■ **Document excerpt**
******
What was needed then, as now, was an honest appreciation and understanding of Marxism-Leninism and the concrete realities, the objective conditions, of the day.
At that time there was a great need to push the Labour Party into power, to even work within it (under certain conditions), to show it up as the imperialist party that it was (still is!), whereas today, that job having been done (many times over in fact) the great need is to break the proletariat and its organisations (trade unions etc) away from the Labour Party both organisationally and ideologically (at the same time cleansing those unions of the self-serving, in reality imperialist-serving, Social-Democratic, i.e., Labour Party, strata of leadership that has taken control of them).
Class against Class,In 1929 the party stood 25 candidates in the General Election and released the document called Class against Class, the General Election Programme of the Communist Party of Great Britain which in fact, if not in name, was the first Party Programme. The document not only explained the then current situation but also explained what a post revolution workers’ government would do in some detail, hardly the stuff of a mere election manifesto as even if the 25 Communist candidates all won the seats that they were contesting they would be in no position to form or lead a government. This quote from the second section of the first page shows not only why the Party took part in bourgeois elections but also that they fully understood the need for the establishment of the dictatorship of the proletariat following the forceful overthrow of the old order and that this was their long-term aim; ‘…it participates in elections, in parliamentary action, in all forms of political activity as the means to the preparation of the working class for the act of imposing its will, i.e., exercising its own dictatorship over the capitalist class preliminary to the building of socialism and the elimination of classes.
‘The political power of the capitalist class is exercised, not merely through the parliamentary institutions, which it modifies or discards according to the advancement of oppositional opinion within them but through its own class control of all institutions, by its own officers of the Army, Navy, Air Force, police force, law courts, press, schools, church. It is only possible to conquer this class domination when, through the breakdown of capitalist economy and the sharpening of class relations, which inevitably follow, the majority of the workers are prepared forcibly to throw off the capitalist class control in all phases of social, industrial and political activity, and themselves take control of the factories, mines, workshops, railways etc.
‘The manner in which the everyday struggle of the workers against the capitalist class culminates in the fight for power was clearly seen in the General Strike of 1926. Although the strike was generated by the efforts of the working class to defend their economic conditions the action itself brought the classes face to face with the question – which class shall rule in Britain? The capitalist class answered with the suspension of parliamentarism and the mobilisation of its military forces ready to answer with war in the streets. The working class led by the leaders of the Labour Party intent on the welfare of the State was unprepared for so decisive a battle. The working class was defeated. Nevertheless it is thus that the fight for power comes for which the working class has to prepare’.
******
■ **Provided records**
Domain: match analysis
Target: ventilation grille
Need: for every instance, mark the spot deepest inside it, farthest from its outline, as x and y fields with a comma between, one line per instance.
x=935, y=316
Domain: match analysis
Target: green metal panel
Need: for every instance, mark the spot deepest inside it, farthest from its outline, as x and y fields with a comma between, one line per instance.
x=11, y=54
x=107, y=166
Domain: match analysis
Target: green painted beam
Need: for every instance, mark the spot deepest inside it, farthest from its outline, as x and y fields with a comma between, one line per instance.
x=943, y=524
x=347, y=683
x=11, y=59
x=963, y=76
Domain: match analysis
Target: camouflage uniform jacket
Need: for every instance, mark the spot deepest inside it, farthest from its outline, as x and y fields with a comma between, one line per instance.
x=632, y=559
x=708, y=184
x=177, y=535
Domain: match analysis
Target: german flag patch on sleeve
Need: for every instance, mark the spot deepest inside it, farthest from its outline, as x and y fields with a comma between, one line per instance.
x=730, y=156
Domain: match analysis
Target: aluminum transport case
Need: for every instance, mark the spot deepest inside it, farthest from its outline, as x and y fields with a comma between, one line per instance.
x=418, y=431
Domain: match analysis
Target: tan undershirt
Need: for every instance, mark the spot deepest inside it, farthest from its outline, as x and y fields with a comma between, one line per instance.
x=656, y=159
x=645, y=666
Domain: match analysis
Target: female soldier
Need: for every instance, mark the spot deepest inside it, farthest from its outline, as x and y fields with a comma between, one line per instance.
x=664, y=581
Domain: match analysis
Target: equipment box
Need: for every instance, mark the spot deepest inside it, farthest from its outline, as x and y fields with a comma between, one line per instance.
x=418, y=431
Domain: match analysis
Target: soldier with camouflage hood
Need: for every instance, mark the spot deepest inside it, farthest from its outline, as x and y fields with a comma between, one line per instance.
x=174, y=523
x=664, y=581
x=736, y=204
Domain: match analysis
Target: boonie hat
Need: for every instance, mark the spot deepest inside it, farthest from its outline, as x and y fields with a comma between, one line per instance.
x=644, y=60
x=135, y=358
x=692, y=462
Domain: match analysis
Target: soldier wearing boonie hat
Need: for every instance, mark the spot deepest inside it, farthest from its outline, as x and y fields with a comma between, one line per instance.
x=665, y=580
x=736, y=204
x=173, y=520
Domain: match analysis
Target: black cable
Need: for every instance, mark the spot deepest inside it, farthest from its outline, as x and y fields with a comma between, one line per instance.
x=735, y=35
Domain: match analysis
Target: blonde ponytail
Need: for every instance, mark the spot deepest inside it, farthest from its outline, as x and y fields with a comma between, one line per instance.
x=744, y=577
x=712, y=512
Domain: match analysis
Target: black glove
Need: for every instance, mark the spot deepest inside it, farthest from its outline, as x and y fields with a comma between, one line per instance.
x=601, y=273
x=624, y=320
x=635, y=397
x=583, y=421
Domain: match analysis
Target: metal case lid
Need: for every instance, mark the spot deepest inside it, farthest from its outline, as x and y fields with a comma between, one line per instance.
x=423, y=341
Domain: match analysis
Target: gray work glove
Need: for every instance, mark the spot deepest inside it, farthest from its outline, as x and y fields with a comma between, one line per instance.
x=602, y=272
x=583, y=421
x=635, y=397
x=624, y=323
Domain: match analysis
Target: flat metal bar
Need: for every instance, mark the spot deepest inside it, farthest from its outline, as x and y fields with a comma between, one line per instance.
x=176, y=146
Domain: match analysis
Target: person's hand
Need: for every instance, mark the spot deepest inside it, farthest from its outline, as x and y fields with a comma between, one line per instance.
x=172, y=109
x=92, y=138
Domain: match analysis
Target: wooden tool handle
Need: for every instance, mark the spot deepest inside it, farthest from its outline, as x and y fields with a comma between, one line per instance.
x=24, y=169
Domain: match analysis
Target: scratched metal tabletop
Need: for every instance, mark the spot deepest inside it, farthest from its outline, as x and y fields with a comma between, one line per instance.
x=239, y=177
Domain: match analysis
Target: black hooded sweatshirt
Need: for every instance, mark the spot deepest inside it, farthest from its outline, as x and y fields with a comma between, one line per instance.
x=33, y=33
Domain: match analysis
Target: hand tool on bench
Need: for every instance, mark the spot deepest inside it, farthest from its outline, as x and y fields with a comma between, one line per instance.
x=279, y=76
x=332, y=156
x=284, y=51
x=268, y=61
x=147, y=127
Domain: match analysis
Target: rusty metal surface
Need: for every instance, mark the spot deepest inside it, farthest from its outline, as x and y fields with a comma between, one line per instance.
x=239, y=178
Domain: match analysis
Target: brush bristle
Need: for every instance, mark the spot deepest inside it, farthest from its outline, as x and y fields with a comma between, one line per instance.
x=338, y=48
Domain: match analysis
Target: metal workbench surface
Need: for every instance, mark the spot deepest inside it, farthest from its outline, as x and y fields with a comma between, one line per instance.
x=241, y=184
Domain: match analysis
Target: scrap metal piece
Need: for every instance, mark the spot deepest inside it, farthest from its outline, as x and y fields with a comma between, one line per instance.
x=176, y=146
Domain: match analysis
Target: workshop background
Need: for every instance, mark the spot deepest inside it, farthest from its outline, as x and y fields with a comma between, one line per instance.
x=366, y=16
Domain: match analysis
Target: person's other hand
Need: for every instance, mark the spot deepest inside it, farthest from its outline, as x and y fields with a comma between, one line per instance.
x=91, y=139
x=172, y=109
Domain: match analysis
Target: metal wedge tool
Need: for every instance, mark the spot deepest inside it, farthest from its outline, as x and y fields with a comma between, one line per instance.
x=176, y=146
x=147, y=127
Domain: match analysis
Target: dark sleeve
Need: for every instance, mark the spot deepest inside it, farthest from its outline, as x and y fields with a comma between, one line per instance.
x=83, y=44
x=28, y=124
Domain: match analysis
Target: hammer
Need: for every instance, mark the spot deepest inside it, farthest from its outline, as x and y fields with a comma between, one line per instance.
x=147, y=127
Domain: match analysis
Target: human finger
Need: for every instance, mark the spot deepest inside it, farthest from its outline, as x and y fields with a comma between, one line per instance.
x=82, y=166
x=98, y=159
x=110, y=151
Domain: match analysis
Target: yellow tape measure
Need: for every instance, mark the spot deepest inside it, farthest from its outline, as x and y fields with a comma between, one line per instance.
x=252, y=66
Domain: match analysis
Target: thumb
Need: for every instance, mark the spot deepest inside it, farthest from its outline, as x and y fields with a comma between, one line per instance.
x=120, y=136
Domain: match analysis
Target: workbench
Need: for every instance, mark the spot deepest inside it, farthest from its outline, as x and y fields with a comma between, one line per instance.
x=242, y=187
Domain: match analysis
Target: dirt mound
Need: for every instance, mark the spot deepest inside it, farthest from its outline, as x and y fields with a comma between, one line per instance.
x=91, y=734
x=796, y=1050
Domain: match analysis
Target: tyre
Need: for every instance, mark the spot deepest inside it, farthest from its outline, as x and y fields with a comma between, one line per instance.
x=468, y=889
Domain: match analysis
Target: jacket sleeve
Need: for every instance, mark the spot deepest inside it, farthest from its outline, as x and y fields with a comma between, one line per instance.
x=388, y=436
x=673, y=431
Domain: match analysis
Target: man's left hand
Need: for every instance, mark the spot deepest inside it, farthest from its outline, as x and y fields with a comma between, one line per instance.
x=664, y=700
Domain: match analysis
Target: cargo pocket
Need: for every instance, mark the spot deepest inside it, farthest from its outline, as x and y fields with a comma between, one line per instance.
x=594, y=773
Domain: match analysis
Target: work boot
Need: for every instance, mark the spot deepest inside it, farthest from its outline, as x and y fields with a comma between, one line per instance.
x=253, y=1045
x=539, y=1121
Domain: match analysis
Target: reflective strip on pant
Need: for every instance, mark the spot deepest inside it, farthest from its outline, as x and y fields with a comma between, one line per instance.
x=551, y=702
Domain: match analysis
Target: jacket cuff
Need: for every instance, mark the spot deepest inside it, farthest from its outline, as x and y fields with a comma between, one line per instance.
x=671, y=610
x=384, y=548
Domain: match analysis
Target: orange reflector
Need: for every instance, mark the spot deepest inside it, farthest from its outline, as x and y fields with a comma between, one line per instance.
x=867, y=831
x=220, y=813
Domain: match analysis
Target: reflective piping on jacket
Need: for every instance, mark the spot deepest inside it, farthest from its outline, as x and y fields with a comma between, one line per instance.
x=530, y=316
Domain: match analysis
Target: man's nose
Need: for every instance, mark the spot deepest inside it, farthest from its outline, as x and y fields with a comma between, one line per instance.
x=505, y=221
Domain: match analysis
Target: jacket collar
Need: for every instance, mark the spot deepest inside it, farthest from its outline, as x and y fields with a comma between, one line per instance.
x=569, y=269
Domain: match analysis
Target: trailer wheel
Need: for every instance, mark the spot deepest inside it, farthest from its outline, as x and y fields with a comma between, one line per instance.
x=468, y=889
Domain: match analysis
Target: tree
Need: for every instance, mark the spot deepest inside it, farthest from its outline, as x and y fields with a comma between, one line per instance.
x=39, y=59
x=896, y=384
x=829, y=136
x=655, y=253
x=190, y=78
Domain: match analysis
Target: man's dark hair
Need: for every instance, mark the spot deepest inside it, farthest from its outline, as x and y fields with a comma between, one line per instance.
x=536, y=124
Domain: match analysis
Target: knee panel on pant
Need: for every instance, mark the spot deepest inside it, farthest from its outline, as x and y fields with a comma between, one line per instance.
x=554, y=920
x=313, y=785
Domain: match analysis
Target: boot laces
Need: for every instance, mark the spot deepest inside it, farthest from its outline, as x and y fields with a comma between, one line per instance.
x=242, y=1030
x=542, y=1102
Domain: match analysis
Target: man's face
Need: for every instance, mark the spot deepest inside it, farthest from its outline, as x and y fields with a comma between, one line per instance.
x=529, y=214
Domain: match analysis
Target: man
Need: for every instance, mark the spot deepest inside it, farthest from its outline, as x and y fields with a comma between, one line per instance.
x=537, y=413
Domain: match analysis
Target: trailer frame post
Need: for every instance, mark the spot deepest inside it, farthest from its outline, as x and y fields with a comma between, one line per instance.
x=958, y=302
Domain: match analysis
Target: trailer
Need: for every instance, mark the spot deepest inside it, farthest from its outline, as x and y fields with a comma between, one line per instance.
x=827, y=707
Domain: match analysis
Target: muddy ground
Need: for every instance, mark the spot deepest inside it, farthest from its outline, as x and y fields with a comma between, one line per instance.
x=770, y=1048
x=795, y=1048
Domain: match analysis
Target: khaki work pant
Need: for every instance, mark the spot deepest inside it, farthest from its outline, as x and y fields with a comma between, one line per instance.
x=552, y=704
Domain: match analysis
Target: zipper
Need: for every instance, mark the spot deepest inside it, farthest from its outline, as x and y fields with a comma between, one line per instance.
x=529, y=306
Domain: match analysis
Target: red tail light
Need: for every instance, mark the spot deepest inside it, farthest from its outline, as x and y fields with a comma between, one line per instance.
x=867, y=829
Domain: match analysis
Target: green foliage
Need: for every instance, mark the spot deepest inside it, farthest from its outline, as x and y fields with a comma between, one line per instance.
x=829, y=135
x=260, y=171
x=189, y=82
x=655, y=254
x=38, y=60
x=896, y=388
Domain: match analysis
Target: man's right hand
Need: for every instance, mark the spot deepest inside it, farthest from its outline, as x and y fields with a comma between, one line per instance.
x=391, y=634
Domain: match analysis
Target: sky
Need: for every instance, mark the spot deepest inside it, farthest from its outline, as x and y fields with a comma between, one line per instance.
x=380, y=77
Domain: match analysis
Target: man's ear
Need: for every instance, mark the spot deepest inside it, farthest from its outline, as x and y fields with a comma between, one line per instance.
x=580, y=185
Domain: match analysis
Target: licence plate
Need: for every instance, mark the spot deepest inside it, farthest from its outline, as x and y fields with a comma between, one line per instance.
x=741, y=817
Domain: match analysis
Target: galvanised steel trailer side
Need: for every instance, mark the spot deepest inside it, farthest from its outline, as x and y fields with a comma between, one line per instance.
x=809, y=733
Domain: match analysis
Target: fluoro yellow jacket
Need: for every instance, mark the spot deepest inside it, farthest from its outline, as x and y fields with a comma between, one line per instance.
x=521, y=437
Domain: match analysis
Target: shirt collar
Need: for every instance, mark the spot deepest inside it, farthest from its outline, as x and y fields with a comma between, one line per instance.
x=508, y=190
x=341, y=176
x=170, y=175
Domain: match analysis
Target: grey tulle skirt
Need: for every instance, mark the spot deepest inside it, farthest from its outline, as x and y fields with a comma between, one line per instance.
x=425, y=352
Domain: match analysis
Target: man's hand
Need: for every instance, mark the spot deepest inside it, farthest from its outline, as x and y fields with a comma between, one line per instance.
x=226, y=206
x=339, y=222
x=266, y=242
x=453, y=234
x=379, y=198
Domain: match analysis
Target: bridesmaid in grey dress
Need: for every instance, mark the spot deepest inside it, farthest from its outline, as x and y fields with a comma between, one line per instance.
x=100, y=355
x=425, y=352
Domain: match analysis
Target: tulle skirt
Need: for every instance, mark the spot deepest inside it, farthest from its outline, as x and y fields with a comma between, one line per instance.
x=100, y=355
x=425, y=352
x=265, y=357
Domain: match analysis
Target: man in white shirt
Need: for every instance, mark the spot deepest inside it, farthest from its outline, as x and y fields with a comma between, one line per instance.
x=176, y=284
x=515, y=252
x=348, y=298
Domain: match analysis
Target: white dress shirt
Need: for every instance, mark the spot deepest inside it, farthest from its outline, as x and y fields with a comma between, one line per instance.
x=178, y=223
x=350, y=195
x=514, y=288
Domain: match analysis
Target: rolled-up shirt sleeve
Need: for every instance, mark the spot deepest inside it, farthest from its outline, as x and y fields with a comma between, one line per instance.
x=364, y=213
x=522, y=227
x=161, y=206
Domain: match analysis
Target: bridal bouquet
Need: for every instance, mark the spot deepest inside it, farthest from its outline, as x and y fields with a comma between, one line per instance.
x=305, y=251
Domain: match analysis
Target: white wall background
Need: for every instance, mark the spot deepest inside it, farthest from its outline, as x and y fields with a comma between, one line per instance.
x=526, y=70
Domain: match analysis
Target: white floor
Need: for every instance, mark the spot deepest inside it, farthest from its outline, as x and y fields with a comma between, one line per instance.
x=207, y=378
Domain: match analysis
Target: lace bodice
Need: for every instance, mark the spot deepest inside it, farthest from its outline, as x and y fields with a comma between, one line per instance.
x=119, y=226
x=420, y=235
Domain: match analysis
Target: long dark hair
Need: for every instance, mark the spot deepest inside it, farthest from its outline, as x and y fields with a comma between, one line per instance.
******
■ **Work instructions**
In the excerpt about the Communist Party of Great Britain, how many candidates did the party stand in the 1929 General Election?

■ **Answer**
25 candidates.